## Document extract
*** Begin section ***

This does not necessarily mean that the direction of national policy is unimportant, but that we need that alongside local community voice and involvement.

“I think you need both. I think you do need a large- scale centralised government industrial strategy. But that alone doesn’t feel connected to what a community wants, then the probability of its success is significantly diminished because people don’t buy into it. And it’s so obvious to me, and I’m careful not to talk about top- down and bottom-up, it’s more about one coherent story rather than hierarchical thinking.” Jason says.

Grimsby’s story is a prime example of the post-industrial decline faced in towns and cities around the world. The loss of the fishing industry led to regional economic decline, widespread unemployment and a loss of cultural confidence too.

This has led to a fundamental change in the way of life in the town as the identity and one of the backbones of community connection disappeared. The region still faces the interlinked challenges of intergenerational poverty, high unemployment, and widespread distrust

in institutions. Five wards in NE Linconshire are in the top 10% in the country’s Index of Multiple Deprivation, with two in the top 1% in England.

But a sense of purpose and hope has come with the project, a purpose grounded not in abstract slogans but in the everyday work of renewal.

“None of these communities have come here overnight. And so changing this isn’t the work of a, 15-year budget, a 15-month budget period or even a five-year parliament. It is the work of at least a decade if not decades. We must be creative about how we can sit outside government spending cycles to deliver long-term change.” Emily says.

Walking around Grimsby and meeting people involved with the project and you quickly see how it has infused many with this optimism and sense of possibility. But you have to remind yourself of size of the task ahead. As Bolton says, this isn’t a two or even five-year project; it has taken decades to get here and it’ll take decades to rebuild. But you do not doubt the community is up for it. Emily Bolton and Jason Stockwood are just two of the committed players on the team.

Stockwood does not shy away from the challenges, but is clear about the joy of collaborating on this kind of shared vision: “Working with Emily in the friendship we have in the partnership and wisdom that she has that I’m learning from... [and] the depth of the relationships

to a place I love dearly, reconnecting with my town, with my tribe, with my people, my friends, my family, and a lot of new people as well. It’s been so rewarding for me.”

*** End section ***

Referring expression pointing data
*** Begin section ***

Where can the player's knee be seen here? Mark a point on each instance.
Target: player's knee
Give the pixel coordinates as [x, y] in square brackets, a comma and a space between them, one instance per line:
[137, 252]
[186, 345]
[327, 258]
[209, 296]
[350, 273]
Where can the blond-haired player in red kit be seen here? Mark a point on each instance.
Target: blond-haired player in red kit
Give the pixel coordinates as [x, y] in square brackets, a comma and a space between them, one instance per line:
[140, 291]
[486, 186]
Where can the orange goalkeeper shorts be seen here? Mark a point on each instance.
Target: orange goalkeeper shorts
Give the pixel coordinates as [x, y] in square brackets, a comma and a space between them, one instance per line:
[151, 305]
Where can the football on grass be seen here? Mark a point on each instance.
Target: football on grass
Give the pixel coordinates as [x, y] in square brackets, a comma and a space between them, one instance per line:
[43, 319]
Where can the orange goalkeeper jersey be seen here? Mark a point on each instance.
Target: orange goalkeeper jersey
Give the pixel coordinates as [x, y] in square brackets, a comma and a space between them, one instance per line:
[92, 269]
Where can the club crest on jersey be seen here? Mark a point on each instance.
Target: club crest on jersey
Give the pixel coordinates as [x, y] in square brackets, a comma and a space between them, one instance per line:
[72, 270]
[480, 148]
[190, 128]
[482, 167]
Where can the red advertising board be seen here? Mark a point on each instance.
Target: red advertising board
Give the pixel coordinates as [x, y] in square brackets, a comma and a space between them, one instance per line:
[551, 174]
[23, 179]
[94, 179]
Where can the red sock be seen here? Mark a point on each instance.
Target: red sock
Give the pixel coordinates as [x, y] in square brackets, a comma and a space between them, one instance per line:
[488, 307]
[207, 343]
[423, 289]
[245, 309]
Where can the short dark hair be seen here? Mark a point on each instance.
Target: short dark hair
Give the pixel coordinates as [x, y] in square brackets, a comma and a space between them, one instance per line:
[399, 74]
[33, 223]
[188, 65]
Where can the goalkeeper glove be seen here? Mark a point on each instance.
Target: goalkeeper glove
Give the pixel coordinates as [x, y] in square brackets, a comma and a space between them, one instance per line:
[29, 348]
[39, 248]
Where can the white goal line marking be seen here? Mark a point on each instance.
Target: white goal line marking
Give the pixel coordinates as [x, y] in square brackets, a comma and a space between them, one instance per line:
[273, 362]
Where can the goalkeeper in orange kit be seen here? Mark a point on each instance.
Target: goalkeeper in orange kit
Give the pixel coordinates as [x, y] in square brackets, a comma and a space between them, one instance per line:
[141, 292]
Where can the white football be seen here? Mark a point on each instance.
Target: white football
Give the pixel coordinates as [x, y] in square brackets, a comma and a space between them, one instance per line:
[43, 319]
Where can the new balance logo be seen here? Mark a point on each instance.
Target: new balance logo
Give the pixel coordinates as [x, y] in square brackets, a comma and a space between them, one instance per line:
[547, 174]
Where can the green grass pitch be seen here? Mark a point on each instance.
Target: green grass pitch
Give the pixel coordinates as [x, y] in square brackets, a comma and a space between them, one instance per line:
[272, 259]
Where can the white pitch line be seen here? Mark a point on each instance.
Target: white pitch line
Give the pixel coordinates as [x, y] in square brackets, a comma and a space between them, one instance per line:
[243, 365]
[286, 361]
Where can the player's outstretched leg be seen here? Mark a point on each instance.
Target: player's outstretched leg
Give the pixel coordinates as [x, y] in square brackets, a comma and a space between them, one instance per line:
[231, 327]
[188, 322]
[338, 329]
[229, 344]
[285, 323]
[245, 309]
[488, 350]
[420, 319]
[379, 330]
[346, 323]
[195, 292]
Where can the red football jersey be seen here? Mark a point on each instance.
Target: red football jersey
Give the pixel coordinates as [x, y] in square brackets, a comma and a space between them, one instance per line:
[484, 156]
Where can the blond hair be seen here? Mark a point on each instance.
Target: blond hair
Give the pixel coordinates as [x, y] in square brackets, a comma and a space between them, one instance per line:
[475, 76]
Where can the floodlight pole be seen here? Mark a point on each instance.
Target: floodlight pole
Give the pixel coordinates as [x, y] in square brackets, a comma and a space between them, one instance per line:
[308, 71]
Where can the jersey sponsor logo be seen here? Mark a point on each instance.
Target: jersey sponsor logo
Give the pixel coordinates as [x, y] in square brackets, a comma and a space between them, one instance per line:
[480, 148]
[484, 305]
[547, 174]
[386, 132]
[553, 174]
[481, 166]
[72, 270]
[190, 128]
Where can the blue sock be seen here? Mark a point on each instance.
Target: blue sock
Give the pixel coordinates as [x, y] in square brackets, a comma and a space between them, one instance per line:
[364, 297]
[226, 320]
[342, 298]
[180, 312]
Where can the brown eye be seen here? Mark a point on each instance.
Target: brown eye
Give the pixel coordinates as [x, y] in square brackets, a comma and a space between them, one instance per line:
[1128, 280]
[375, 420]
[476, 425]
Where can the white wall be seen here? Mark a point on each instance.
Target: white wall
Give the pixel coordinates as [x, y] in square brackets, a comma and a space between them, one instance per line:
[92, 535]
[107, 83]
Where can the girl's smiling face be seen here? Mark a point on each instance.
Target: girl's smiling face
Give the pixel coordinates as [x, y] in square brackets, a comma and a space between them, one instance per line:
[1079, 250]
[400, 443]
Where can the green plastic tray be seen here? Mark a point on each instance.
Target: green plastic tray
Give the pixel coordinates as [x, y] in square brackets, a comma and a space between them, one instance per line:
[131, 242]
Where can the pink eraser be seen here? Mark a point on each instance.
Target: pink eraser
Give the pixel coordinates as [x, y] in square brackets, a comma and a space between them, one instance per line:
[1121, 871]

*** End section ***

## Exercise set
1. According to the Grimsby passage, what did the loss of the fishing industry lead to?
2. Say whether each statement agrees with the Grimsby passage: (a) Emily says changing these communities is the work of at least a decade. (b) Jason says a centralised government industrial strategy is enough by itself. (c) Two wards are in the top 1% in England.
3. From the Grimsby passage, extract the part starting at "Grimsby’s story is" and ending at "cultural confidence too.".
These lines have nothing to do with the Grimsby passage.

## Solutions to the problems
1. It led to regional economic decline, widespread unemployment and a loss of cultural confidence.

2.
(a) Yes: "It is the work of at least a decade if not decades."
(b) No: "But that alone doesn’t feel connected to what a community wants, then the probability of its success is significantly diminished because people don’t buy into it."
(c) Yes: "with two in the top 1% in England."

3.
Grimsby’s story is a prime example of the post-industrial decline faced in towns and cities around the world. The loss of the fishing industry led to regional economic decline, widespread unemployment and a loss of cultural confidence too.